■ Consigne ■
Répondez à ces questions à partir du passage cité.
1. Combien d'hectares compte le domaine dont Jordan Benedict a hérité ?
2. En l'honneur de qui le Maryland a-t-il été nommé ?
3. Quel acteur joue Angel Obregon devenu jeune homme ?

Jordan Benedict, un grand jeune homme (Rock Hudson) héritier de ses père et grand-père du domaine de 258 000 hectares et de 500 000 vaches situé au milieu d’une plaine poussiéreuse, vient prendre poulain reproducteur et femme reproductrice, Leslie (Elisabeth Taylor) au Maryland, pays verdoyant nommé en l’honneur d’Henriette-Marie de France, épouse du roi d’Angleterre Charles Ier Stuart, qui rappelle l’Europe. Texas, Maryland : deux États des mêmes États-Unis, deux cultures différentes. Au Maryland est née la liberté de religion, au Texas la prédation des grands propriétaires et le mythe du cow-boy.

Machisme patriarcal affirmé et brutalité d’un côté, tolérance et droit des femmes de l’autre, cela ne pouvait que faire des étincelles. Autant le premier est conservateur, autocrate et raciste (Républicain à la Trompe), autant la seconde est pour le progrès, la considération pour les autres et attentive aux pauvres (Démocrate à la Clinton). Les Mexicains du domaine de Reata, anciens propriétaires des terres spoliés à la fin du XIXe par les grand-pères blancs, sont considérés comme des sous-hommes et parqués dans des villages insalubres, laissés à l’abandon. Le premier geste de Leslie, une fois mariée et rapportée au manoir comme une proie, est d’aller voir une femme d’employé et son bébé malade au village mexicain, pour les faire soigner. Angel Obregon, c’est le nom du bébé, deviendra un beau jeune homme (Sal Mineo) qui donnera sa vie au pays comme soldat après Pearl Harbor.

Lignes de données

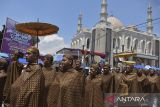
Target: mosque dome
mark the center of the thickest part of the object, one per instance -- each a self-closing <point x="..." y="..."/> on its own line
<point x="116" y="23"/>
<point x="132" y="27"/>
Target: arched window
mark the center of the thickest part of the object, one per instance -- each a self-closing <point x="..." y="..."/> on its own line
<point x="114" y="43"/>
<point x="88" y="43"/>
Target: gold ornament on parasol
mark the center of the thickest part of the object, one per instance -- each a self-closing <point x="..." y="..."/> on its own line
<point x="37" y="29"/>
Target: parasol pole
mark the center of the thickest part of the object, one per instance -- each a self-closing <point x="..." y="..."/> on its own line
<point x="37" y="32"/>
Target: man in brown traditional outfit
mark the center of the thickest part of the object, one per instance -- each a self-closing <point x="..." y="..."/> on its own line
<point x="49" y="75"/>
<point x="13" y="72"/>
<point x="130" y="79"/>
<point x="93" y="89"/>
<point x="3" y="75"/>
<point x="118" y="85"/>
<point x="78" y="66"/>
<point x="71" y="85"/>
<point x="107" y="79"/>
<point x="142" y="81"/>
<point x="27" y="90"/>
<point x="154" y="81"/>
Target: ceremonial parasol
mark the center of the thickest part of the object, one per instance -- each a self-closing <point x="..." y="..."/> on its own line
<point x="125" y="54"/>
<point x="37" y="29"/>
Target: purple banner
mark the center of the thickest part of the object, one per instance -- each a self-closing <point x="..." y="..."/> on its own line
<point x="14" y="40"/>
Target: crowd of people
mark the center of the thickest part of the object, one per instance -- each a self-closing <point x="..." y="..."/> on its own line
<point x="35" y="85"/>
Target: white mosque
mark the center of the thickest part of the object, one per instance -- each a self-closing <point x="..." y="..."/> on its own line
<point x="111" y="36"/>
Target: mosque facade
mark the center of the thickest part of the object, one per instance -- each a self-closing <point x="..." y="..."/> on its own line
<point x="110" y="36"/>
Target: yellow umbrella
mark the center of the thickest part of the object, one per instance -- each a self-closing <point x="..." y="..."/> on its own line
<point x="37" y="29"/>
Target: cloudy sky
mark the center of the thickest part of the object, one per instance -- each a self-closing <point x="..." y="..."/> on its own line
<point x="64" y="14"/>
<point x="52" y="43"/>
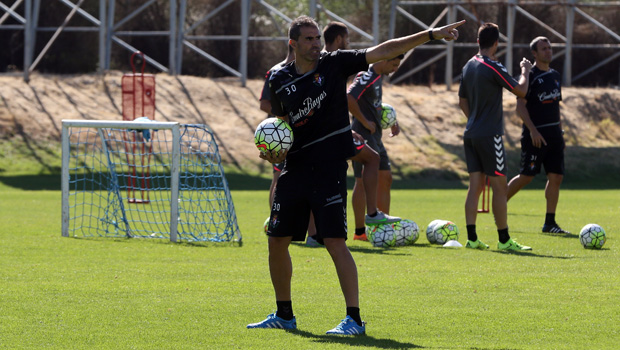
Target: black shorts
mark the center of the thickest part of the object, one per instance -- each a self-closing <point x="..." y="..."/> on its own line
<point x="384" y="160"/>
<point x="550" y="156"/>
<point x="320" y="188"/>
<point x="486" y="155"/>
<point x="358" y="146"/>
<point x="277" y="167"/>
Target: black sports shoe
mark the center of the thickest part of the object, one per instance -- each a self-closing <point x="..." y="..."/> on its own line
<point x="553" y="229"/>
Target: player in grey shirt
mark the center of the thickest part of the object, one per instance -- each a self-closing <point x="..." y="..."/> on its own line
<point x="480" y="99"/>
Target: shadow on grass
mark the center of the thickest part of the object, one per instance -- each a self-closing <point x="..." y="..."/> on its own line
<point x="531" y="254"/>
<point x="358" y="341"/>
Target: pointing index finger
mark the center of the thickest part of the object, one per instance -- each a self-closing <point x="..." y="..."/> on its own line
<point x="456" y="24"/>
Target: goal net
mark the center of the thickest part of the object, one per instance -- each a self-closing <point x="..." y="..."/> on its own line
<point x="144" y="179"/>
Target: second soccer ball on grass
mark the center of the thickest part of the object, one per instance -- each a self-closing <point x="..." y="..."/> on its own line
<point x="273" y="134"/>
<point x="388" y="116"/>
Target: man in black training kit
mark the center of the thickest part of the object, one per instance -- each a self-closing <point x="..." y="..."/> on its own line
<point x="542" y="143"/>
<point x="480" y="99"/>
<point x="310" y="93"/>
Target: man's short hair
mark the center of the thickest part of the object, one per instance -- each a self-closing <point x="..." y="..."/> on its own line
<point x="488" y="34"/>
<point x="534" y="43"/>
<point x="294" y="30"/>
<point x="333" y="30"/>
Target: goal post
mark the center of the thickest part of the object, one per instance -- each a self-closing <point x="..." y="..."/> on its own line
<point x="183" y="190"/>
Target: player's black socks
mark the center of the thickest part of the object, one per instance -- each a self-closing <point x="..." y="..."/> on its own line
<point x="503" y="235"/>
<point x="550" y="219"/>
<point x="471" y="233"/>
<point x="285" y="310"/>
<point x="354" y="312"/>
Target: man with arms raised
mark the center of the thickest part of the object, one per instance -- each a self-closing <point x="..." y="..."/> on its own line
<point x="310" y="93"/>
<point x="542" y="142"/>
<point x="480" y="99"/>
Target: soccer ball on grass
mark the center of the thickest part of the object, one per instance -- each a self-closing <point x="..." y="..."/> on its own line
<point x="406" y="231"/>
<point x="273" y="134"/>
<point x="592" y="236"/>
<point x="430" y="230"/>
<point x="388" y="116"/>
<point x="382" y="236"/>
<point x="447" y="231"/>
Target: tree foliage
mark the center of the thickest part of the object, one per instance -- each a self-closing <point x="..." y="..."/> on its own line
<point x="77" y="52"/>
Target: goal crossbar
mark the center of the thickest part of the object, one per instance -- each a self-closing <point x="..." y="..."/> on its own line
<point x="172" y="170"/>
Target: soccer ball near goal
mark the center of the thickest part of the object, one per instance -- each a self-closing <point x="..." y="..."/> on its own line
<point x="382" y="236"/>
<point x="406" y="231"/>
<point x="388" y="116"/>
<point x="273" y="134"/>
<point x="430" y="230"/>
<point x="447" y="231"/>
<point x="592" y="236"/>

■ Réponse ci-dessous ■
1. 258 000 hectares.
2. En l'honneur d'Henriette-Marie de France, épouse du roi d'Angleterre Charles Ier Stuart.
3. Sal Mineo.